▸ SUPPLIED PASSAGE
FIG. 3 is a flowchart illustrating an example process 300 operable to facilitate a determination of a duration value that is to be associated with a TTS conversion request. The process 300 may be carried out, for example, by a media device 200 of FIG. 2. The process 300 can begin at 305, when text for TTS conversion is identified. Text may be identified, for example, by the media device 200 (e.g., by a TTS module 205 of FIG. 2). In embodiments, text that is to be converted may be identified by one or more applications operating at the media device 200. For example, the text to be converted may be identified by a streaming video module 210 of FIG. 2, a browser module 215 of FIG. 2, an EPG module 220 of FIG. 2, and/or one or more other applications or modules. The identified text may be text (e.g., text identified from a guide or any other text that may be displayed on a screen) that is currently or that may be expected to be displayed through the media device 200 or an associated device (e.g., an associated multimedia device 105 of FIG. 1, an associated client device 110 of FIG. 1, etc.).

Image point annotation data:
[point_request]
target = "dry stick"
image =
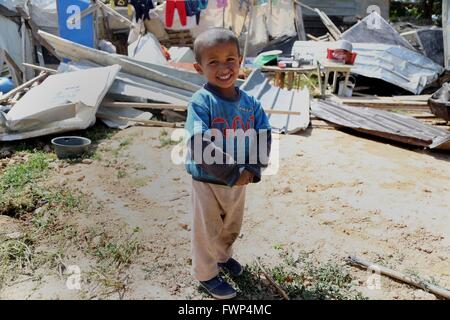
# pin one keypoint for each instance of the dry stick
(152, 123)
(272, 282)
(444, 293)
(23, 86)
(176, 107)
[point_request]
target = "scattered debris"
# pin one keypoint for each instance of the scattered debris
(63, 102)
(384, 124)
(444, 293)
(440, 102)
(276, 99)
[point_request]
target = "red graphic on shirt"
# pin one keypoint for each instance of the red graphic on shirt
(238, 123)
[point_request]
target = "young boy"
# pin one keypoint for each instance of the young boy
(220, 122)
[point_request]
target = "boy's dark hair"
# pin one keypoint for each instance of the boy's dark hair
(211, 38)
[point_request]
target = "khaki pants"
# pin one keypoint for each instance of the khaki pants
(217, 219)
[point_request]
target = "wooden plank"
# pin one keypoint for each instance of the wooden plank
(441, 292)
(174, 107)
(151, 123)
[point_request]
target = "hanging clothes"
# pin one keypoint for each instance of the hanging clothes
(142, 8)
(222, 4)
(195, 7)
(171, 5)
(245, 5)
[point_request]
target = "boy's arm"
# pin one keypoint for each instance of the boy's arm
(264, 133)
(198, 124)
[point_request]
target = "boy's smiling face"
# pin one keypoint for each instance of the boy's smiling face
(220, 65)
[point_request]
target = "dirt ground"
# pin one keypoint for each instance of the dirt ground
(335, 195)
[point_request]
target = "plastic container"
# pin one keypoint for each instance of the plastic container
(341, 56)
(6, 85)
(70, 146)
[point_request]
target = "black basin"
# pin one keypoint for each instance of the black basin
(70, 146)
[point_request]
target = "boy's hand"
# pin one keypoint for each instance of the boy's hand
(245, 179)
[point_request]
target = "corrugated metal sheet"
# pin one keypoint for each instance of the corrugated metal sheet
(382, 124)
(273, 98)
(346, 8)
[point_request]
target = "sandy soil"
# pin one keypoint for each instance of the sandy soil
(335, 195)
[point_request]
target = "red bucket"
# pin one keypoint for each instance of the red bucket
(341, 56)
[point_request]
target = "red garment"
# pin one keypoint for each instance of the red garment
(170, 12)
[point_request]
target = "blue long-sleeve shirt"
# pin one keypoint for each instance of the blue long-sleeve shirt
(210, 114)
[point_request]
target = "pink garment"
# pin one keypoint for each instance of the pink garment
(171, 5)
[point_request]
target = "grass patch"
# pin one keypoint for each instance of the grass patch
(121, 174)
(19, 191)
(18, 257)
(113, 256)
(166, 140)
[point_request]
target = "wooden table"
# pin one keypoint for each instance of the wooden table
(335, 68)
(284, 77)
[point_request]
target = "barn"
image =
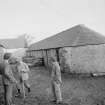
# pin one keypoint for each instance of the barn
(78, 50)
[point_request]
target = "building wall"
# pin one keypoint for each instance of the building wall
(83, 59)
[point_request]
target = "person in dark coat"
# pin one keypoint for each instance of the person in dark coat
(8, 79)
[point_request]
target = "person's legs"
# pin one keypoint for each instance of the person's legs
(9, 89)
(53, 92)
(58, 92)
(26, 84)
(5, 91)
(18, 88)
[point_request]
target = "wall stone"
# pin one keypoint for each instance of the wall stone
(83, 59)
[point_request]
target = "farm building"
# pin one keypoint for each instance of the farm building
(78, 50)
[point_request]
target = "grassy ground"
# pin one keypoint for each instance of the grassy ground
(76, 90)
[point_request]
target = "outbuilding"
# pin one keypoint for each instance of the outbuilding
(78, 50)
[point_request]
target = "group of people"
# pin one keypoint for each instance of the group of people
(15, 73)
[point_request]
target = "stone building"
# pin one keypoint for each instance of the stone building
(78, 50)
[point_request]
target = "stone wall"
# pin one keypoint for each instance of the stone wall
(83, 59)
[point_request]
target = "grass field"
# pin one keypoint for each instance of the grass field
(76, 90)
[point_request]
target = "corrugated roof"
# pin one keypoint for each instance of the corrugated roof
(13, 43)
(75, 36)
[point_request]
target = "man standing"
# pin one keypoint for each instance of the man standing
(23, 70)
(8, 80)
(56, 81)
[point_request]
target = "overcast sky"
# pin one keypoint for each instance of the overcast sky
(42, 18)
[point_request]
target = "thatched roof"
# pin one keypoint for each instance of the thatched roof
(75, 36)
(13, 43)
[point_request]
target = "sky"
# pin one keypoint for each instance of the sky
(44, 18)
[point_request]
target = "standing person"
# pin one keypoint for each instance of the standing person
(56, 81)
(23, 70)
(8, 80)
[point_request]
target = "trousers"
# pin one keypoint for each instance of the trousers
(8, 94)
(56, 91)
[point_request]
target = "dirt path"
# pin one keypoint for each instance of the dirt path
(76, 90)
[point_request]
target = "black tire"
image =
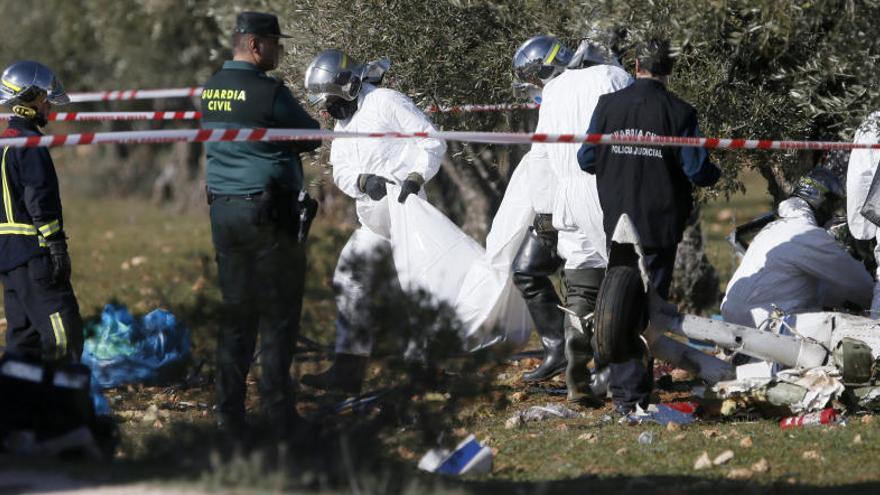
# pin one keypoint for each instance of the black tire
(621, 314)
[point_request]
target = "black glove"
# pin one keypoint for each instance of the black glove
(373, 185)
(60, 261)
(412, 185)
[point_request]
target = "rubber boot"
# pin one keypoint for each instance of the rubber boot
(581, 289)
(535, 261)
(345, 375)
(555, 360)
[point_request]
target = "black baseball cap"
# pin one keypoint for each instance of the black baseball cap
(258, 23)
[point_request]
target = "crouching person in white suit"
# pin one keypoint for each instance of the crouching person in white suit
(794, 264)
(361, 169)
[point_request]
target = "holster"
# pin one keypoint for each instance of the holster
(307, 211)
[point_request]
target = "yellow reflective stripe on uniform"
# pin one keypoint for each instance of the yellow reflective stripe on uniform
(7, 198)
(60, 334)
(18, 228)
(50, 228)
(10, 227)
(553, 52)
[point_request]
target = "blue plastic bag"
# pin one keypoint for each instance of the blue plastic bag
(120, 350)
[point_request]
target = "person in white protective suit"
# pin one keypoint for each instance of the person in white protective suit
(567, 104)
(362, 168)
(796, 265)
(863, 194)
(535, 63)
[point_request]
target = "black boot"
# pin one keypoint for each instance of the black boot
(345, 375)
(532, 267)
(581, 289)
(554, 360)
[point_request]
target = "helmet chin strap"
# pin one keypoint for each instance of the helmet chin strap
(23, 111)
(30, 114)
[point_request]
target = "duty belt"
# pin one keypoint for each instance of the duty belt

▸ REQUEST
Resume the TTS flowchart passage immediately after its final sentence. This data is separate material, unrelated to the TTS flowchart passage.

▸ OUTPUT BELOW
At 310, one or more properties associated with the text may be identified. The one or more properties associated with the text may be identified, for example, by the media device 200 (e.g., by the TTS module 205). In embodiments, the one or more properties associated with the text may be identified from metadata associated with the text, metadata of content associated with the text, a module or application associated with the text, or other source. The one or more properties may include an identification of an application associated with the text, an identification of a content type with which the text is associated, an identification of a number of times the content with which the text is associated has been watched, and/or other information associated with the text or the content or application with which the text is associated.

At 315, a duration value to associate with the text may be determined. The duration value to associate with the text may be determined, for example, by the media device 200 (e.g., by the TTS module 205). In embodiments, the duration value may be a default value, or the duration value may be determined based upon the one or more properties associated with the text. For example, the determination of the duration value may be based upon an identification of an application associated with the text (e.g., text associated with a guide application may be given a duration value that is associated with a period of time associated with the guide, text associated with a user interface or playback application may be given a longer or permanent duration value, text associated with a streaming video application may be given a duration value that is associated with a length of time for which the content will be maintained, etc.), an identification of a content type with which the text is associated (e.g., an identification of a list associated with the content such as “recommended,” “trending,” “music,” “live,” etc.), an identification of a number of times the content with which the text is associated has been watched, and/or other information associated with the text or the content or application with which the text is associated.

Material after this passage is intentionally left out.